Records drawn from a dataset:
== Segment start ==

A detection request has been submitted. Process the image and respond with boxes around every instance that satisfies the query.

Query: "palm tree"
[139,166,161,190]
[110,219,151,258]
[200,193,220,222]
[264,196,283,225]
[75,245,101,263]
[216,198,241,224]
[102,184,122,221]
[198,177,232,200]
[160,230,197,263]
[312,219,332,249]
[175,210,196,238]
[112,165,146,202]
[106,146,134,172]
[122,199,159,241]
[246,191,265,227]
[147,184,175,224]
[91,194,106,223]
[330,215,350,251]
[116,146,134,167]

== Segment end ==

Aim of the task: Please repeat each entry exactly as written.

Response to the task:
A detection request has been submitted. Process the image and respond with boxes around every instance that satisfies the query.

Query: "palm tree"
[139,166,161,190]
[110,219,151,258]
[200,193,220,222]
[264,196,283,225]
[75,245,101,263]
[216,198,241,224]
[102,184,122,221]
[198,177,232,200]
[160,230,197,263]
[312,219,332,249]
[175,210,196,238]
[112,165,146,202]
[106,146,134,172]
[122,199,159,241]
[246,191,265,227]
[147,184,175,224]
[91,194,106,223]
[330,215,350,251]
[116,146,134,167]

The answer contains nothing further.